*EXERCISE TASKS*.
A: From the recruitment privacy text, list every outside party the charity names as one it may share an applicant's data with once an offer of employment is made.
B: Answer these questions from the recruitment privacy text.
(i) For what purpose does the charity process special categories of data such as ethnic origin or health?
(ii) Why does the charity seek information about criminal convictions and offences for some roles?
(iii) Under what condition will the charity share an applicant's data with third parties?

*PAGE EXTRACT*.
Where the charity processes other special categories of data, such as information about ethnic origin, sexual orientation, health or religion or belief, this is for equal opportunities monitoring purposes.
For some roles, the charity is obliged to seek information about criminal convictions and offences. Where the charity seeks this information, it does so because it is necessary for it to carry out its obligations and exercise specific rights in relation to employment.
The charity will not use your data for any purpose other than the recruitment exercise for which you have applied.
Who has access to data?
Your information will be shared internally for the purposes of the recruitment exercise. This includes members of the People and Development and recruitment team, interviewers involved in the recruitment process including on occasion any external parties who may be part of the recruitment panel, managers in the business area with a vacancy and IT and Payroll staff if access to the data is necessary for the performance of their roles.
The charity will not share your data with third parties, unless your application for employment is successful and it makes you an offer of employment. The charity will then share your data with former employers to obtain references for you and the Disclosure and Barring Service to obtain necessary criminal records checks. We may also share your information with external employment law and HR advisers to produce a contract of employment or to take advice on issues, for example the scope of reasonable adjustment.

*DATA RECORDS*.
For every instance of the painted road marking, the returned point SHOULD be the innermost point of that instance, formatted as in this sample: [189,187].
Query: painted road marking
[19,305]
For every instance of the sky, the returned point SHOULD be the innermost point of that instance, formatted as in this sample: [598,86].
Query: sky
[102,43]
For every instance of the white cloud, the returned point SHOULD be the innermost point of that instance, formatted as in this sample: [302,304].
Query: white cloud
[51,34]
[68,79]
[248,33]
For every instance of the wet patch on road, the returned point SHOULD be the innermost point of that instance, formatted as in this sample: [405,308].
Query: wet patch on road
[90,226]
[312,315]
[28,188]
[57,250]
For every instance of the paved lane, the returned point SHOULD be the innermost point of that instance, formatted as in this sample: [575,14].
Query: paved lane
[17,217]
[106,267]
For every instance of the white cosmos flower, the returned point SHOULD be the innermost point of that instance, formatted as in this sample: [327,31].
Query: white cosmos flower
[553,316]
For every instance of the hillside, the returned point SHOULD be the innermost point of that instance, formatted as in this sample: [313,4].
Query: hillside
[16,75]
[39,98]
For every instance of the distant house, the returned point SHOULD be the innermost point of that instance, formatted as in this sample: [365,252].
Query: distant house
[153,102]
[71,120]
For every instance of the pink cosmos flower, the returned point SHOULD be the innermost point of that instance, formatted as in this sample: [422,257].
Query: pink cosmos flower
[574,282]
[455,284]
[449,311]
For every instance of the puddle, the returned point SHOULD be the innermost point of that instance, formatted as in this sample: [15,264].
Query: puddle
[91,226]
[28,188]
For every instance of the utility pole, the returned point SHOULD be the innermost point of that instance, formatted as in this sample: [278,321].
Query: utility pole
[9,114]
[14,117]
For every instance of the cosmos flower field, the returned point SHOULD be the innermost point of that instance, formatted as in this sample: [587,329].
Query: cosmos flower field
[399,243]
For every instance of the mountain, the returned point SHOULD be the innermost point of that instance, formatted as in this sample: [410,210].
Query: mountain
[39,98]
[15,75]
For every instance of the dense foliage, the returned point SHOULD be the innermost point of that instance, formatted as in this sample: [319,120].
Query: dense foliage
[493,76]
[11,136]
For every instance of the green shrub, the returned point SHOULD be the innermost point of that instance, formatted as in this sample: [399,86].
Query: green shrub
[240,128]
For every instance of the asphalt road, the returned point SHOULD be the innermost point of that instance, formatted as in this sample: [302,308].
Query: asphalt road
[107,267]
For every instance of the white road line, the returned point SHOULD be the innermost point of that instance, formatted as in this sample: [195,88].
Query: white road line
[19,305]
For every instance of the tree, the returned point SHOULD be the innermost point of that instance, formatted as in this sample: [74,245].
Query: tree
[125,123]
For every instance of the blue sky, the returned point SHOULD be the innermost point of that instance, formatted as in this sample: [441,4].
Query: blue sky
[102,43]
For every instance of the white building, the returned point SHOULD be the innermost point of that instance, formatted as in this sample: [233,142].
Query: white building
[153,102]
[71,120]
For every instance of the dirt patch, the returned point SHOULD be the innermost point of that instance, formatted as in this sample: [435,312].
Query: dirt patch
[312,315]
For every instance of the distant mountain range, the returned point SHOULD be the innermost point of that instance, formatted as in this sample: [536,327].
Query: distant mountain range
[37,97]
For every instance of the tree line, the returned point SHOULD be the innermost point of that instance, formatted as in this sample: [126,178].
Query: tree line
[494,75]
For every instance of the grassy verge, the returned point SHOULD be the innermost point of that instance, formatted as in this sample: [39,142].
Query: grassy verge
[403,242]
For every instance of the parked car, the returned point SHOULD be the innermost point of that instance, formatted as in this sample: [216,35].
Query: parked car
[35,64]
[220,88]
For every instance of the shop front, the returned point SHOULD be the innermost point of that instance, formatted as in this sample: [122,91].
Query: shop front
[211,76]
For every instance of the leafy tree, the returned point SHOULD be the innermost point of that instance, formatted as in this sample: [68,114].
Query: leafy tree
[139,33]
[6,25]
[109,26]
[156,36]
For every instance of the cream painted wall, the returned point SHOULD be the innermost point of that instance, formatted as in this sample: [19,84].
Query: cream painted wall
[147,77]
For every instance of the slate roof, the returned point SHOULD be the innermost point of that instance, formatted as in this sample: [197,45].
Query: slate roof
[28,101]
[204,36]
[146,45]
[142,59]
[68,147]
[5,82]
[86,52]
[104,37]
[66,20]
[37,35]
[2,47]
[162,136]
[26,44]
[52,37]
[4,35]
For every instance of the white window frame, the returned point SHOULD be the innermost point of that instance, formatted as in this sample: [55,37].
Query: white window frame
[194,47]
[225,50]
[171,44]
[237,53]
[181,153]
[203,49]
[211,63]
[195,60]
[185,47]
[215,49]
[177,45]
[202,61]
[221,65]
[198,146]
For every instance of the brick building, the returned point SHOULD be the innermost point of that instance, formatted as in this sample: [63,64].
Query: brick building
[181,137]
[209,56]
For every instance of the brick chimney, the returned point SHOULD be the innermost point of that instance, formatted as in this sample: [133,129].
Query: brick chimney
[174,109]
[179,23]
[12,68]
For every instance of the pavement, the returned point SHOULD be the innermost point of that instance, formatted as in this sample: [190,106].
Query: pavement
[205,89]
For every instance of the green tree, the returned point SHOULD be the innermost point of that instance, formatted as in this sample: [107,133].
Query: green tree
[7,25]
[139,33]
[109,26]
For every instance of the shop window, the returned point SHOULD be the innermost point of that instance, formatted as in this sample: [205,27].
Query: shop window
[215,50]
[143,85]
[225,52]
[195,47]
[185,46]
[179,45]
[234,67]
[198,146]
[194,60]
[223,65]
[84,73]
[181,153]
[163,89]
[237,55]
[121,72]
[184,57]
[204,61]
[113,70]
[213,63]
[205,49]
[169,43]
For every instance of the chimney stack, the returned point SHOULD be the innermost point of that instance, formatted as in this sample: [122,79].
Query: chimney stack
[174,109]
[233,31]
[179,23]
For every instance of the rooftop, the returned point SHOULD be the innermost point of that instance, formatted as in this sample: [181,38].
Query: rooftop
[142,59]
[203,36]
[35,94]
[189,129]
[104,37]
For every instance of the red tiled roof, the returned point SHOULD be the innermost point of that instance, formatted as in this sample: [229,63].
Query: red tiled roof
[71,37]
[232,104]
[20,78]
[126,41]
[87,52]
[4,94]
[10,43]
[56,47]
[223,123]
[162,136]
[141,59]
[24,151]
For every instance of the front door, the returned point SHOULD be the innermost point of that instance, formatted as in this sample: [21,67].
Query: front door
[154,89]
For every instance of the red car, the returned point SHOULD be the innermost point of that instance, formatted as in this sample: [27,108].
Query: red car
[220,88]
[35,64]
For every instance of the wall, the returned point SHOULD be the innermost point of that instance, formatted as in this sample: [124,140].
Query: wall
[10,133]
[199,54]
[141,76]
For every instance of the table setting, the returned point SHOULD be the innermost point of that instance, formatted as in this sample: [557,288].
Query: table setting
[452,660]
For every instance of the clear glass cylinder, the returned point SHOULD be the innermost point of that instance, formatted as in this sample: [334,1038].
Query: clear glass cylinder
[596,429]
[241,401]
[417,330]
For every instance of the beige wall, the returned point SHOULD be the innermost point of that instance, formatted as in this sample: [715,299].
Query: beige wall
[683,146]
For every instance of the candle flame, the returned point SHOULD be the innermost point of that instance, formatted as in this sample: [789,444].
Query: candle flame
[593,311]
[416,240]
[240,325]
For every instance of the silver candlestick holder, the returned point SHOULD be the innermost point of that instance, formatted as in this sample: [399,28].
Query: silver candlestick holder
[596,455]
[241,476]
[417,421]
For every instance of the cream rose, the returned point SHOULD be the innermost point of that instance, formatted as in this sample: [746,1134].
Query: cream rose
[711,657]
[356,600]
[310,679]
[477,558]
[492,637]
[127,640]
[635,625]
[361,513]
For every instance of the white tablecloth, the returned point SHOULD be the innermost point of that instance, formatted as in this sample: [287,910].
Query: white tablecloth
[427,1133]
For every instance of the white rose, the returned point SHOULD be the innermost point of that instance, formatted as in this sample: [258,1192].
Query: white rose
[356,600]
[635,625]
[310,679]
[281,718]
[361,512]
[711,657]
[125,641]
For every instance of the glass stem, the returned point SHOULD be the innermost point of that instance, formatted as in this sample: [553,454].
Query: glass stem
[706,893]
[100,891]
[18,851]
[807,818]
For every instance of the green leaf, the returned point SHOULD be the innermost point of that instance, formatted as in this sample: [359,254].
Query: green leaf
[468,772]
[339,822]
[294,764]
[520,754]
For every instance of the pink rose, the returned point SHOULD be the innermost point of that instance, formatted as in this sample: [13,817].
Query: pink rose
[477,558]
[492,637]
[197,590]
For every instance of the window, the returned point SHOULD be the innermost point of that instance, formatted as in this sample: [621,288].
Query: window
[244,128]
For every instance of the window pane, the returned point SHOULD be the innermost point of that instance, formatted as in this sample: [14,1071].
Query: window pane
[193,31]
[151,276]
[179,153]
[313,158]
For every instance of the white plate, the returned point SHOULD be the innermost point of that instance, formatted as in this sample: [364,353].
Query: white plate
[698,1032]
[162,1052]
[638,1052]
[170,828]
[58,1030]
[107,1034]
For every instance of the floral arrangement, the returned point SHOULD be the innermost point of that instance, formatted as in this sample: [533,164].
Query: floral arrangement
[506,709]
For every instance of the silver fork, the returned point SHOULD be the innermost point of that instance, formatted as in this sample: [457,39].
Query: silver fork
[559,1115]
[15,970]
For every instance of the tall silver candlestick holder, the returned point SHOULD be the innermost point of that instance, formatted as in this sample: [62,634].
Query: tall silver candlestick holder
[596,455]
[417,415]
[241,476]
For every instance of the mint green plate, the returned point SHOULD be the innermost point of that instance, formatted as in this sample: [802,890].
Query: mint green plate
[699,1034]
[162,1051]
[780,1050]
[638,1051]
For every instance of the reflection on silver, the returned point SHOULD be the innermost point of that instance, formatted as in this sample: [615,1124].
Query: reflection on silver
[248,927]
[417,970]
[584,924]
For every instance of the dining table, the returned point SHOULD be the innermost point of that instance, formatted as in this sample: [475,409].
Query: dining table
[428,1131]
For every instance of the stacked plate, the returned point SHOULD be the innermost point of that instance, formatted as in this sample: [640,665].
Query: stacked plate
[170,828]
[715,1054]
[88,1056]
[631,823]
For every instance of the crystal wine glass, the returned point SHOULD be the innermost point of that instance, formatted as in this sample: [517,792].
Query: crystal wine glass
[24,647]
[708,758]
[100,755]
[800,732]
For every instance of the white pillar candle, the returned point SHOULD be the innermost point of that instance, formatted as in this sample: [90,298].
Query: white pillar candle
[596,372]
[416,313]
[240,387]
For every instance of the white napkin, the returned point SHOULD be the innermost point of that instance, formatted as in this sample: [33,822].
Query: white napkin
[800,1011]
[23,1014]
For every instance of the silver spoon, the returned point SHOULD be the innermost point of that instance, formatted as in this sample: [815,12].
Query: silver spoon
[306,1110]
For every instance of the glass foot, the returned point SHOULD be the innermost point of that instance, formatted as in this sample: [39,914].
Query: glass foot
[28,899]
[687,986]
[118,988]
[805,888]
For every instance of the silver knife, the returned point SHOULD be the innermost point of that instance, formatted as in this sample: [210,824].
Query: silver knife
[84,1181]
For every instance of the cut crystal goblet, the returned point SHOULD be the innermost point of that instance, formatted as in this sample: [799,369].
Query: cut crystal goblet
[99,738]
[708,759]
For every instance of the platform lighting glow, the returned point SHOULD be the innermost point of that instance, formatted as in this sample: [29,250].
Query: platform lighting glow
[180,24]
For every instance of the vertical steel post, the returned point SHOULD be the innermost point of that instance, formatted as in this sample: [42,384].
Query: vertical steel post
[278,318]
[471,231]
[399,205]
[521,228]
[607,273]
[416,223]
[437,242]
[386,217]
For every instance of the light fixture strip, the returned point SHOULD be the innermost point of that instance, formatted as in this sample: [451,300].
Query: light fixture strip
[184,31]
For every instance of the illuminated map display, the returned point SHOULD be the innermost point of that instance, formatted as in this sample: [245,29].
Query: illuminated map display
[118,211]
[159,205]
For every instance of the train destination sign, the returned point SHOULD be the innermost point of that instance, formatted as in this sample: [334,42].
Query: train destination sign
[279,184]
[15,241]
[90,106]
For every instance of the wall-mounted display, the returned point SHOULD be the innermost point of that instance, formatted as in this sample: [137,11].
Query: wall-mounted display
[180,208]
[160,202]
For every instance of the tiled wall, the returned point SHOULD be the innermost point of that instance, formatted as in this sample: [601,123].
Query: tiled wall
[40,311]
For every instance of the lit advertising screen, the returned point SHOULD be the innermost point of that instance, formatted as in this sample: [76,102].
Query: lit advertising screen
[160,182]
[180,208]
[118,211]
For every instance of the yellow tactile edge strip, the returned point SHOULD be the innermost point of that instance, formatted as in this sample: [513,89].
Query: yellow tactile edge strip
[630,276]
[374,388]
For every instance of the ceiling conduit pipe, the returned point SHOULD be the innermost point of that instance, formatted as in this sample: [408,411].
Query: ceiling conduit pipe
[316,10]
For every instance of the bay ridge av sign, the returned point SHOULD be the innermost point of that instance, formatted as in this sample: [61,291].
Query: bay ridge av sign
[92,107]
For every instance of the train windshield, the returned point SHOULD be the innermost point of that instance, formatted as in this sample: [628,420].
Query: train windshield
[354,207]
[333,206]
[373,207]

*PER-TASK ANSWERS*.
A:
- Former employers, to obtain references
- The Disclosure and Barring Service, to obtain necessary criminal records checks
- External employment law and HR advisers, to produce a contract of employment or to take advice on issues

B:
(i) For equal opportunities monitoring purposes.
(ii) Because it is necessary for the charity to carry out its obligations and exercise specific rights in relation to employment.
(iii) Only if the application for employment is successful and the charity makes an offer of employment.